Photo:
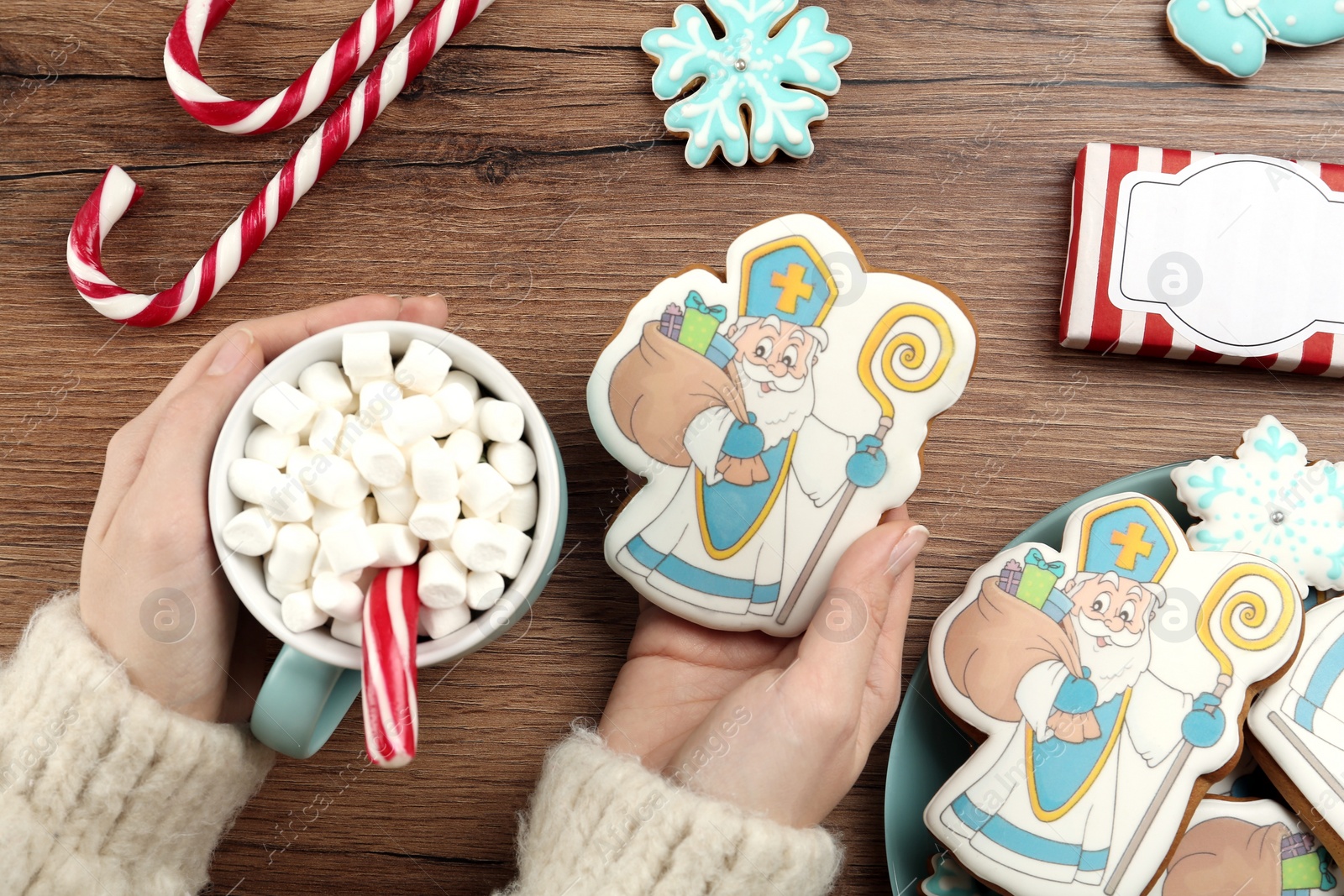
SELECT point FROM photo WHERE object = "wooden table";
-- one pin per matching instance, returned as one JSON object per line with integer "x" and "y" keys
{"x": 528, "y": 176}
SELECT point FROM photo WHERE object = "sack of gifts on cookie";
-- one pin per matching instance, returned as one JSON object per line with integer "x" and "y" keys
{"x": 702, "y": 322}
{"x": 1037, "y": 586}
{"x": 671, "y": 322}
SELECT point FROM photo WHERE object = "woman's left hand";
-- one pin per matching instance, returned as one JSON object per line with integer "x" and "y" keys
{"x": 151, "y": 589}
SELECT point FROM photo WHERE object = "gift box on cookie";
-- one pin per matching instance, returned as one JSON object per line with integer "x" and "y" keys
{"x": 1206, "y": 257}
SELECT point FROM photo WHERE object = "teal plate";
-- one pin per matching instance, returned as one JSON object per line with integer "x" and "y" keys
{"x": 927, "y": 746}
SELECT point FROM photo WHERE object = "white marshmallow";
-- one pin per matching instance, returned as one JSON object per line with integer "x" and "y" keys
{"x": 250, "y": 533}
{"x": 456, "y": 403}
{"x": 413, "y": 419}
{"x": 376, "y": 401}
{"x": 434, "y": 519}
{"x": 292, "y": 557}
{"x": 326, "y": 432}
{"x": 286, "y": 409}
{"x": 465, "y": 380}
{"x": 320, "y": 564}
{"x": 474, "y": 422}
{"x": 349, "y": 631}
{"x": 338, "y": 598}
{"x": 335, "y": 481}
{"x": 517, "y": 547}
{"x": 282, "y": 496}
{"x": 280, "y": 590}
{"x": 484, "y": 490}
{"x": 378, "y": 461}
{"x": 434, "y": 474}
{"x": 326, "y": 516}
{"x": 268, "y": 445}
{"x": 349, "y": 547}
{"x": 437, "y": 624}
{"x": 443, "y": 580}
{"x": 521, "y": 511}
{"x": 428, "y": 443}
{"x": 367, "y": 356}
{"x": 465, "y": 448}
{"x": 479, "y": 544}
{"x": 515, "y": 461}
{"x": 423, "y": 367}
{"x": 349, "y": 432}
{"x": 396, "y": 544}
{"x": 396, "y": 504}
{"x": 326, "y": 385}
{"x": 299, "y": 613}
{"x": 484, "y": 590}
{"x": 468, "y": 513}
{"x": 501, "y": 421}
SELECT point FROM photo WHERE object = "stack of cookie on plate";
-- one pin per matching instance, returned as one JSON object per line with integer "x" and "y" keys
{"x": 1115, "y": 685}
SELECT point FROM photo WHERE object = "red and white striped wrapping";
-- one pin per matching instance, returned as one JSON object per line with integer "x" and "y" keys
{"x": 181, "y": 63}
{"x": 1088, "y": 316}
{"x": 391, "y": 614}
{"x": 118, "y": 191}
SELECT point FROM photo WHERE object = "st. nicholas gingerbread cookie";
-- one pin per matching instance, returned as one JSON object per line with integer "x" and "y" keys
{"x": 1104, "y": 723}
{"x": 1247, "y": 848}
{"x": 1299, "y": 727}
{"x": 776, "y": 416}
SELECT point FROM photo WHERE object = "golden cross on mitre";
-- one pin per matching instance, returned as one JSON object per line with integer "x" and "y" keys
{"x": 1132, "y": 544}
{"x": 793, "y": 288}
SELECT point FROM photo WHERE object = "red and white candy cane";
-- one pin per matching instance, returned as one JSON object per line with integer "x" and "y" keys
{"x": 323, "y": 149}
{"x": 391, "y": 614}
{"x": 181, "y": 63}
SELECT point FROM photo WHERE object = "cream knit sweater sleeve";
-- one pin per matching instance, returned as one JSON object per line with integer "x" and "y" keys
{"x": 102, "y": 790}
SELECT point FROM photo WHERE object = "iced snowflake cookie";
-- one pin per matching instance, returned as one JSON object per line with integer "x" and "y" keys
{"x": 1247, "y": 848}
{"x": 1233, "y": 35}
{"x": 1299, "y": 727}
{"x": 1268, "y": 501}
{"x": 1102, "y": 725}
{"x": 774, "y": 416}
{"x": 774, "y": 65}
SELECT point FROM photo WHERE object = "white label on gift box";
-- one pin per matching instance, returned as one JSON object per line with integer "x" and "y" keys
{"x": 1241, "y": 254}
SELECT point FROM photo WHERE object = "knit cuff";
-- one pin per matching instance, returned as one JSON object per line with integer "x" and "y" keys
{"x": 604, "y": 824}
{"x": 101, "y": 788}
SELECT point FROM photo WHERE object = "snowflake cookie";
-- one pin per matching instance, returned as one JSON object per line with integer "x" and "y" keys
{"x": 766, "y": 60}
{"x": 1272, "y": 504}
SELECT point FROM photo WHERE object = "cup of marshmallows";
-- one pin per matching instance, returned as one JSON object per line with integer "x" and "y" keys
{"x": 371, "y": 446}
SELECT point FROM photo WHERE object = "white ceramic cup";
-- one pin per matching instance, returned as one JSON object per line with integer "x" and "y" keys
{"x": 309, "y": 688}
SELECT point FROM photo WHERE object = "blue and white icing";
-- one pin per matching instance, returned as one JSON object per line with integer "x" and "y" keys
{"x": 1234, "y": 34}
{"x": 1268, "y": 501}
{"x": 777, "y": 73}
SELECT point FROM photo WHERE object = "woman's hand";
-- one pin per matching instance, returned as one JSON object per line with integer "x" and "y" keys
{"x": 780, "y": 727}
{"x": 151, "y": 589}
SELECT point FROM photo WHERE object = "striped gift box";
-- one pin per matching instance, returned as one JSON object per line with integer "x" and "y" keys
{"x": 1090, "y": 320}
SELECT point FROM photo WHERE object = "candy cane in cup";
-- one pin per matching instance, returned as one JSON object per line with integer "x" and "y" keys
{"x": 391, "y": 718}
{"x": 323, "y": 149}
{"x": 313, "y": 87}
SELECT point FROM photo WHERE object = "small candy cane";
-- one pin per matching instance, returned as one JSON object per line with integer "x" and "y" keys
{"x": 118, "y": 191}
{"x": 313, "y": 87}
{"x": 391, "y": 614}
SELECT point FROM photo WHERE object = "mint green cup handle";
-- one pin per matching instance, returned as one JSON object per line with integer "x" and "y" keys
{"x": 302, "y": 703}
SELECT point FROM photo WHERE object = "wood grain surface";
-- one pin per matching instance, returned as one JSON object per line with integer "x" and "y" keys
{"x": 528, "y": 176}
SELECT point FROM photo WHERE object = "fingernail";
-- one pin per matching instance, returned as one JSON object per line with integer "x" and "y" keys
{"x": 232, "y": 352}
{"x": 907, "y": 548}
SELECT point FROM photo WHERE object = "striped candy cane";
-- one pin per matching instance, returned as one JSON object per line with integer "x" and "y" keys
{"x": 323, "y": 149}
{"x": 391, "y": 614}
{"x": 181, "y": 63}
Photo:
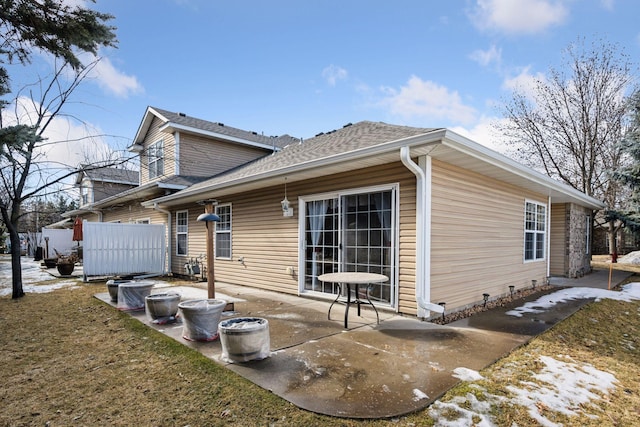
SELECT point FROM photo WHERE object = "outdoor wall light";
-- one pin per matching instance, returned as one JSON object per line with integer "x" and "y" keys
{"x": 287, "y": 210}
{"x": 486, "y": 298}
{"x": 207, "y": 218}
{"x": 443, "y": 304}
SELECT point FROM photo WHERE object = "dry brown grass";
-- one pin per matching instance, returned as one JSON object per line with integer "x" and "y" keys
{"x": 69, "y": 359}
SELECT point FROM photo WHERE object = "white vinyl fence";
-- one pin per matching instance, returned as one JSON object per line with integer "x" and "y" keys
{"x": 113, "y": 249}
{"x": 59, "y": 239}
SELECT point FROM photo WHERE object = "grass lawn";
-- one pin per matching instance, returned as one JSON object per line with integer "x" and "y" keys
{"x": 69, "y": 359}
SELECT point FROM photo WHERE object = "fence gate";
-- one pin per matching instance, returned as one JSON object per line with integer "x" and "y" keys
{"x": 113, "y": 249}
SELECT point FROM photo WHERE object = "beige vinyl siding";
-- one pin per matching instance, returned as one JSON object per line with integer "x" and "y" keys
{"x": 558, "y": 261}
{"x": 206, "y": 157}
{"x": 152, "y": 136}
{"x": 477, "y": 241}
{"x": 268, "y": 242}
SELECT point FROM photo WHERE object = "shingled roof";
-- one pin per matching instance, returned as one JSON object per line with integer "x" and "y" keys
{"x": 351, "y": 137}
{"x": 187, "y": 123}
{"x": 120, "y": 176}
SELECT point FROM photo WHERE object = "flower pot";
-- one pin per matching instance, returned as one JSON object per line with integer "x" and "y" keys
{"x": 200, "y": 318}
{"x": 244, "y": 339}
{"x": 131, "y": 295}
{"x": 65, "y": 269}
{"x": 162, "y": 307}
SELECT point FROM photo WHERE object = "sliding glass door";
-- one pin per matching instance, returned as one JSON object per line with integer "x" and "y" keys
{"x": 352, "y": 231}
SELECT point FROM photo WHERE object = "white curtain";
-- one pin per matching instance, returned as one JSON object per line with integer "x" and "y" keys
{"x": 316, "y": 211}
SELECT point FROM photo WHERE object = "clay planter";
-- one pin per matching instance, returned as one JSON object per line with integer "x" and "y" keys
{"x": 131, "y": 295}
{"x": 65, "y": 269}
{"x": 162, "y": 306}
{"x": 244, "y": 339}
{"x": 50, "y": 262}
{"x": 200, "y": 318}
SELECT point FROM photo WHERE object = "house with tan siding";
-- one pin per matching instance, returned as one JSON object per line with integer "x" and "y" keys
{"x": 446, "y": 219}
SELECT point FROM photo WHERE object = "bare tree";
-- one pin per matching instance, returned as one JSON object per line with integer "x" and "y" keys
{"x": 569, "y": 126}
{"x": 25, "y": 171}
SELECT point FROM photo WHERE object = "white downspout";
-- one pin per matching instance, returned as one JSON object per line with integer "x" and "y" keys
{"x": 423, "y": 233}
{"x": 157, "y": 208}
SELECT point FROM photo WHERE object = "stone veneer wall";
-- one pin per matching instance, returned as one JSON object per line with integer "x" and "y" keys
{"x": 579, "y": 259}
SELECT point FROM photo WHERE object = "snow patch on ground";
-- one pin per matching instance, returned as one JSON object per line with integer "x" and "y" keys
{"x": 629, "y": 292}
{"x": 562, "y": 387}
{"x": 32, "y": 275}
━━━━━━━━━━
Count the lines of the records that contain the word "siding". Give only the number.

2